Фрагмент текста:
Мы не знаем точно, в какой именно день Целан покинул Черновцы, но это было в апреле 1945 года. По некоторым сведениям, советские власти дали даже военный грузовик, чтобы они пересекли границу. Он попал в Бухарест, где жил бывший житель Буковины, известный немецкоязычный румынский поэт Альфред Маргул-Шпербер, который еще до войны много лет покровительствовал молодым талантам из Буковины, и он стал для Целана вторым отцом. Первые дни в Бухаресте он спал у него дома на столе.
– И он больше никогда не вернулся в Черновцы?
– В виде памятника, в 90-е годы.
– А кто был инициатором этого памятника?
– Хочется думать, что это был мой друг Петр Рыхло, а делал украинский скульптор. Российская сторона, учитывая ее неизменный сентимент к Буковине, наверное, поддержала этот проект. Тем не менее, не только памятник – есть улица Целана, что, конечно, и совершенно удивительно, и закономерно. Мне всегда казалось, что улица Целана будет где-то в воздухе, потому что у него есть стихотворение “Здесь в этом воздухе есть твои корни”, и все-таки она есть в Черновцах.

Рабочее задание:
Перепишите отрывок беседы о Целане от слов «Мы не знаем» до слов «в 90-е годы.» включительно, заменив «Черновцы» на «Черновицы».

Элементы из набора данных:

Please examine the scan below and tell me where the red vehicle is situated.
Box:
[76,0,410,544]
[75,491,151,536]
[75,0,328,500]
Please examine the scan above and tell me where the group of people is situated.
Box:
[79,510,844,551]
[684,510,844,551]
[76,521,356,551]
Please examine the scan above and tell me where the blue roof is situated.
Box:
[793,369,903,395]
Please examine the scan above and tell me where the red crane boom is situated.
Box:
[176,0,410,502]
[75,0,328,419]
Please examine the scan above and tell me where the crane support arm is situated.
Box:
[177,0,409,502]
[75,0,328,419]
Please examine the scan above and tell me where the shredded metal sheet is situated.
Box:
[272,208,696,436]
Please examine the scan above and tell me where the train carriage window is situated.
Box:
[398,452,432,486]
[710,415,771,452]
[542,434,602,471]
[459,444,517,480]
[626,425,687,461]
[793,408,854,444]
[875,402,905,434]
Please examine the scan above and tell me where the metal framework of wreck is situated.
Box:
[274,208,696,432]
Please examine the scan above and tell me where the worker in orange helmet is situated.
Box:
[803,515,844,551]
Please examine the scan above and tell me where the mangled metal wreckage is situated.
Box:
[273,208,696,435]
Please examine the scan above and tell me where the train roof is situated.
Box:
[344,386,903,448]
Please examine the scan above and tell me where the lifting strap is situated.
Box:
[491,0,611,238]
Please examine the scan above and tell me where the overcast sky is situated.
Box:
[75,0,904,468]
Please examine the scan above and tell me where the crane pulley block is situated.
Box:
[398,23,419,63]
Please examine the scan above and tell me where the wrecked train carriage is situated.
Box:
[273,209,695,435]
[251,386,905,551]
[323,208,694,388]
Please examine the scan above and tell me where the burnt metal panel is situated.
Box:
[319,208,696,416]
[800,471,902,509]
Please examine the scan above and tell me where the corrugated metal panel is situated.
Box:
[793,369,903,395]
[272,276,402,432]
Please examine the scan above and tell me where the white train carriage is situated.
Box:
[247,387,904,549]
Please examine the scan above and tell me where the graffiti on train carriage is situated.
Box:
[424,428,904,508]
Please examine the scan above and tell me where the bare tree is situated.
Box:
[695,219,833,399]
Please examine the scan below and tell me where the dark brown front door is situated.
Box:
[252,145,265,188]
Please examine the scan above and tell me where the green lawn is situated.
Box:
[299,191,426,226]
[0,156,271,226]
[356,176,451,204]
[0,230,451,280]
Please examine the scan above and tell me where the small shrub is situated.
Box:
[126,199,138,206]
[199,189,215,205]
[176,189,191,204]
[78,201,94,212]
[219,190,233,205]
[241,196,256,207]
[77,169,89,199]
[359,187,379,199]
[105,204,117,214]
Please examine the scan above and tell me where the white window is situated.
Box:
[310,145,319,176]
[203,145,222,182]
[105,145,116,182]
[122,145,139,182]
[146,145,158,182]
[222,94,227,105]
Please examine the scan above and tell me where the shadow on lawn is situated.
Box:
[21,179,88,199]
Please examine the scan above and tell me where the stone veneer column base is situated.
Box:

Ответ к заданию:
Мы не знаем точно, в какой именно день Целан покинул Черновицы, но это было в апреле 1945 года. По некоторым сведениям, советские власти дали даже военный грузовик, чтобы они пересекли границу. Он попал в Бухарест, где жил бывший житель Буковины, известный немецкоязычный румынский поэт Альфред Маргул-Шпербер, который еще до войны много лет покровительствовал молодым талантам из Буковины, и он стал для Целана вторым отцом. Первые дни в Бухаресте он спал у него дома на столе.
– И он больше никогда не вернулся в Черновицы?
– В виде памятника, в 90-е годы.